## MATERIAL FOR THIS TASK
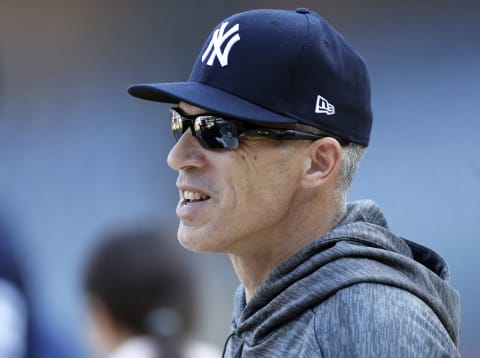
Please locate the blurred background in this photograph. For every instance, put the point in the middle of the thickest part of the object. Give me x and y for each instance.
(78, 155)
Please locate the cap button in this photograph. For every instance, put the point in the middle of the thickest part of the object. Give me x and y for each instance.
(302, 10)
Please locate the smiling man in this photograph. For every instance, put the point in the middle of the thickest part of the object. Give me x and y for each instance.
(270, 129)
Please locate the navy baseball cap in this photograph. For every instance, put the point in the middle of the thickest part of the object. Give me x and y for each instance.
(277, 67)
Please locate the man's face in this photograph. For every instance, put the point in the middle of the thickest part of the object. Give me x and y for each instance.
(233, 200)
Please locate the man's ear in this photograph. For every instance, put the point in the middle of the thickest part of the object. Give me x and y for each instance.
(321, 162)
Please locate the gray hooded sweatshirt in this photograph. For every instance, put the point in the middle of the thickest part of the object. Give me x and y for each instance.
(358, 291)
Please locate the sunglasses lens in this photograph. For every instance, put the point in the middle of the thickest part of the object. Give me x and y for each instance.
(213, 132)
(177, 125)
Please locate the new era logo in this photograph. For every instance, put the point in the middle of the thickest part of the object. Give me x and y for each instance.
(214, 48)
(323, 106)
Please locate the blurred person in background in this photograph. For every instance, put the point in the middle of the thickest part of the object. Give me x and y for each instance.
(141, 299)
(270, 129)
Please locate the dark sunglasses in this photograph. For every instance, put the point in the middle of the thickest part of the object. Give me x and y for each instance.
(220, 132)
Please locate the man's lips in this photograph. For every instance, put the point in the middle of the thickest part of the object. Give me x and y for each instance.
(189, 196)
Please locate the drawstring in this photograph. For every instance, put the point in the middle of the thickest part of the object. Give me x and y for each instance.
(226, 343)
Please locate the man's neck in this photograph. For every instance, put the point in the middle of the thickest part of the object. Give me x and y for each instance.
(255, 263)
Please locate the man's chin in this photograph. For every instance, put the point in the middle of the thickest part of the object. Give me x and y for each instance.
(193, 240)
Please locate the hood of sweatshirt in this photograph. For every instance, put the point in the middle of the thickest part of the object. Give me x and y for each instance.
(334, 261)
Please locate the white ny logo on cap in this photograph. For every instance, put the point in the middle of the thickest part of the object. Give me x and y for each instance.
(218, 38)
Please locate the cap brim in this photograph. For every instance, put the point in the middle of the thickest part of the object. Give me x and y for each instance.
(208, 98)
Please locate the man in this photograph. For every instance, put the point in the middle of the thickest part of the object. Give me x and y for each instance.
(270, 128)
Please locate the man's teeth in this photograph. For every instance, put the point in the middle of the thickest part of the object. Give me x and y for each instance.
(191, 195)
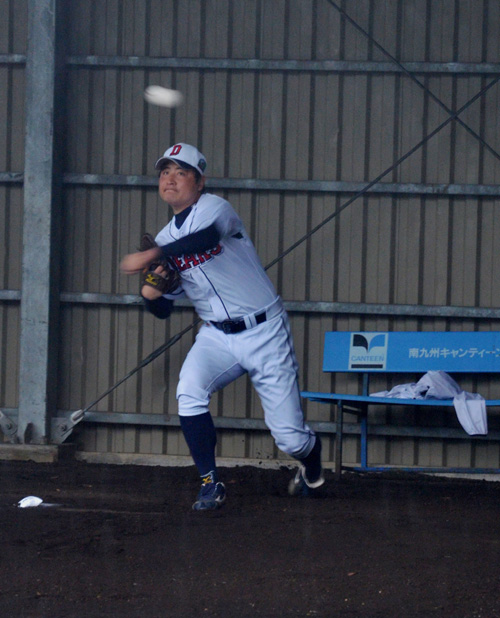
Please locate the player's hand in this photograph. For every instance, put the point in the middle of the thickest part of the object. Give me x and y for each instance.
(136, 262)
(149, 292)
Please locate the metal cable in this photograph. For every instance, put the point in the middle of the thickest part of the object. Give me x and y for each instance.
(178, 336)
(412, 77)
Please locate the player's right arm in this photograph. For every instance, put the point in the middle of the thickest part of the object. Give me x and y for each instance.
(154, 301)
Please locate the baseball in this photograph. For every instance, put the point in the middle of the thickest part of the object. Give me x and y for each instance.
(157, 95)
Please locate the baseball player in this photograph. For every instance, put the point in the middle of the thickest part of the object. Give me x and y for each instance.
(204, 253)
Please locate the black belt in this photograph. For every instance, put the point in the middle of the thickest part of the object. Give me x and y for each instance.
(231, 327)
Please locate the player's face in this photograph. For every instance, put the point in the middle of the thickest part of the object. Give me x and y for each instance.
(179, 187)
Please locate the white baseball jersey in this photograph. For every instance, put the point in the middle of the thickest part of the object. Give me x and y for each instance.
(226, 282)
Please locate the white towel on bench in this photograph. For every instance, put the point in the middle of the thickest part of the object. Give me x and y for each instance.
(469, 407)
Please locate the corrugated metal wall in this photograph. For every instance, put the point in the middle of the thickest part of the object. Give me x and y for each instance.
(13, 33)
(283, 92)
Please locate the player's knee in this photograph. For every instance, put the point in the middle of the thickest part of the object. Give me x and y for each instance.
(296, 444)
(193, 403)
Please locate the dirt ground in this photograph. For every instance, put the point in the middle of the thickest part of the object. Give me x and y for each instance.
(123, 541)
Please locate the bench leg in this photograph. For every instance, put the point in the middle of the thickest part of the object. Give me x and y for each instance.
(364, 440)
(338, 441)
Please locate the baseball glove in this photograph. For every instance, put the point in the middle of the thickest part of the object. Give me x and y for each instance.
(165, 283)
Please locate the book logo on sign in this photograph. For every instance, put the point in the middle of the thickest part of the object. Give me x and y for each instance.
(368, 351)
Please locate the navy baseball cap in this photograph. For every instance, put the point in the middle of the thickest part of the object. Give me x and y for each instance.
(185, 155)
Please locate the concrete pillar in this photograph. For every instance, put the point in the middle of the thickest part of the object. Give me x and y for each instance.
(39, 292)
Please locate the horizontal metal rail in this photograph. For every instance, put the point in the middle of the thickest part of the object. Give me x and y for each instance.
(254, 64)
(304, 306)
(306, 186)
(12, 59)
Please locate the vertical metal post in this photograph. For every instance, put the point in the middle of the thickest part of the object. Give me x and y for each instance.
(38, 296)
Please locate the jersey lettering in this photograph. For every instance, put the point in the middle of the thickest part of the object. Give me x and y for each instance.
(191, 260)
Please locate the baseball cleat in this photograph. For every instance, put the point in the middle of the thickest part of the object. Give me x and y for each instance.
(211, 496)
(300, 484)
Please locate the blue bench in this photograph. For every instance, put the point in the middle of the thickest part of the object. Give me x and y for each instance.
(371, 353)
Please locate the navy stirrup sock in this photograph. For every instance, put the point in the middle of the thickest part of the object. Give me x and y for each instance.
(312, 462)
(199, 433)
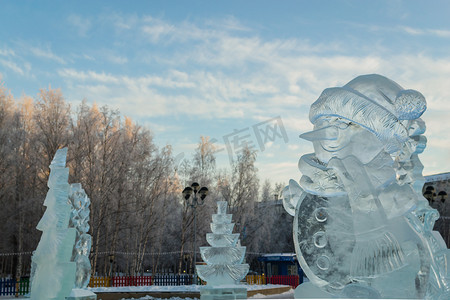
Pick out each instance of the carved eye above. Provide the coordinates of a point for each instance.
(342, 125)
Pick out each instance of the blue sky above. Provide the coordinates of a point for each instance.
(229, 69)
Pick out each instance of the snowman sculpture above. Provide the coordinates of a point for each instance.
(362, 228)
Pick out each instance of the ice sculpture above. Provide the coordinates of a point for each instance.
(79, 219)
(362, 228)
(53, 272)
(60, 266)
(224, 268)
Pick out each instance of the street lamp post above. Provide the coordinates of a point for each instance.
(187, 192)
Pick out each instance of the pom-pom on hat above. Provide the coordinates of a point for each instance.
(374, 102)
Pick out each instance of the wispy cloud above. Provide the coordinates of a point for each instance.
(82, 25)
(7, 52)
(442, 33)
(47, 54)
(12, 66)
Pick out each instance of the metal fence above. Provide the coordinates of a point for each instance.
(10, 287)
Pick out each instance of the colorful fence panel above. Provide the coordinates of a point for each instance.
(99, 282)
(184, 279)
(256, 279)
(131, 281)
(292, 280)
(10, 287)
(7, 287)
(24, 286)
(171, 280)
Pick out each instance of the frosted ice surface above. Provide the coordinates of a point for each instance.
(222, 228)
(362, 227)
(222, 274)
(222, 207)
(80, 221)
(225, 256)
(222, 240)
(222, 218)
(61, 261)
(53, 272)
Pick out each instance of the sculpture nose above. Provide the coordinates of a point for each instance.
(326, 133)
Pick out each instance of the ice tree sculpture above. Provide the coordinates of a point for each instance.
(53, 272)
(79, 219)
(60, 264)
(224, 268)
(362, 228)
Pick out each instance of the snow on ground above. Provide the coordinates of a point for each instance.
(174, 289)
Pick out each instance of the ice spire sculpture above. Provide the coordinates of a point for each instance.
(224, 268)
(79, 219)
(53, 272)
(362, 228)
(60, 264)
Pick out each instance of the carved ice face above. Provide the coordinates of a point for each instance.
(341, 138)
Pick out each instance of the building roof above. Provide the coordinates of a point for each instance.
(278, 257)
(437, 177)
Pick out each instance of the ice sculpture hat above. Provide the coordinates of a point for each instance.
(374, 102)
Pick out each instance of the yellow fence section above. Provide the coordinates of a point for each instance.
...
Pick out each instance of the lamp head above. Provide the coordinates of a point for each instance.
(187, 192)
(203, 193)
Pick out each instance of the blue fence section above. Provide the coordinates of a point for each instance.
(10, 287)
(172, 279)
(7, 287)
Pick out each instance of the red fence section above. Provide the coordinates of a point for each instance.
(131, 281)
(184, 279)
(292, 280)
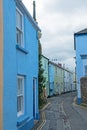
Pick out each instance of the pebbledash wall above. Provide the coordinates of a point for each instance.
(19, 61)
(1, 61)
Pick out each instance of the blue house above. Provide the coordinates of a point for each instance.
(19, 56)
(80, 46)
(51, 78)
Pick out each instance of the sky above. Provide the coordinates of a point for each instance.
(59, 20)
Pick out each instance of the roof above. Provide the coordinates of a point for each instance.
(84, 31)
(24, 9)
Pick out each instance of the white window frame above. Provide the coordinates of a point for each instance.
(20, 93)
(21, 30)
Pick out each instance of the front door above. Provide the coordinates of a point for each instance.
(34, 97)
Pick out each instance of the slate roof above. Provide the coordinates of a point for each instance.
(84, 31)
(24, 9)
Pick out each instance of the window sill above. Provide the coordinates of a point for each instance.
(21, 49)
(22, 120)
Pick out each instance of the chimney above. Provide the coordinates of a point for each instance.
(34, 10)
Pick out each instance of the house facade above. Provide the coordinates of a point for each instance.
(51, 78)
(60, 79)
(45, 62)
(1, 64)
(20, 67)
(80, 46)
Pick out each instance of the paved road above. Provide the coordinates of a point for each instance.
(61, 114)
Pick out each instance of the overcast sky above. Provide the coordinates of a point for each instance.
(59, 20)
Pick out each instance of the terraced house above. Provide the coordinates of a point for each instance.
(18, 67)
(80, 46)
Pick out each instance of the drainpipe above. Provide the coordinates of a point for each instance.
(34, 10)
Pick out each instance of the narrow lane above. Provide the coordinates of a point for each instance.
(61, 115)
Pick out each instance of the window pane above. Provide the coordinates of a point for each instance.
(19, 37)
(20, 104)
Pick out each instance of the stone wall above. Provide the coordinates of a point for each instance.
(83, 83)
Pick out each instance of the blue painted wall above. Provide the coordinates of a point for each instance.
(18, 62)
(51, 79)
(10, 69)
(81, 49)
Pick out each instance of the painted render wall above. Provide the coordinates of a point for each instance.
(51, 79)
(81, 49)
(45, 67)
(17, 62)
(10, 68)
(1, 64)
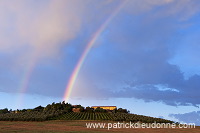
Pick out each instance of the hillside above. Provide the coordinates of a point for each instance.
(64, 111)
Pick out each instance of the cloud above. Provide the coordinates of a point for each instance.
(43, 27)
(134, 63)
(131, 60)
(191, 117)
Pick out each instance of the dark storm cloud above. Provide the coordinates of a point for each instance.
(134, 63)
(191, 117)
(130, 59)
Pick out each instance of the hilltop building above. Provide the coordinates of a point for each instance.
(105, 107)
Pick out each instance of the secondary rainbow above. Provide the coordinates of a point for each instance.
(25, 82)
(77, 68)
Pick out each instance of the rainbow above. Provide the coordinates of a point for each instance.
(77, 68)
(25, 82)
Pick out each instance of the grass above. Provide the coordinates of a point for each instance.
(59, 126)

## TASK TO CARRY OUT
Starting at the line that has "Pick out each instance of the wispy" and ending at the line that has "Pick out each instance of the yellow", please write out the lines above exactly, leaving out all others.

## EXERCISE ANSWER
Pick out each instance of the wispy cloud above. Provide the coordinates of a point for each instance.
(82, 25)
(7, 52)
(442, 33)
(47, 54)
(12, 66)
Pick out each instance of the metal fence above. Provide the coordinates of a point for each instance.
(10, 287)
Pick out each instance of the colorful fence panel above. Provide the coordinates of a point for each instance.
(99, 282)
(184, 279)
(256, 279)
(131, 281)
(292, 280)
(10, 287)
(7, 287)
(24, 286)
(171, 280)
Pick out each instance of the frosted ice surface above. Provide the coordinates of a point for each instance.
(222, 228)
(362, 227)
(222, 274)
(222, 207)
(80, 221)
(225, 256)
(222, 240)
(222, 218)
(61, 261)
(53, 272)
Pick out each instance of the sculpture nose above. Provide the coordinates of a point for each instance.
(326, 133)
Pick out each instance of the ice tree sculpture above. Provide the coordinates of a point for each instance.
(53, 272)
(79, 219)
(60, 264)
(224, 268)
(362, 228)
Pick out each instance of the snow on ground above. Provide the coordinates of a point for each instance.
(174, 289)
Pick out each instance of the ice spire sculpture above. Provide the coordinates of a point for each instance.
(224, 268)
(79, 219)
(53, 272)
(362, 228)
(60, 264)
Pick out each instance of the carved ice face above. Provide the coordinates of a point for each instance.
(341, 138)
Pick out each instance of the building roof above. Provide the coordinates of a point for each instance.
(278, 257)
(437, 177)
Pick out each instance of the ice sculpture hat above. Provide the coordinates of a point for each instance.
(374, 102)
Pick out each instance of the yellow fence section above. Provide the coordinates of a point for each instance.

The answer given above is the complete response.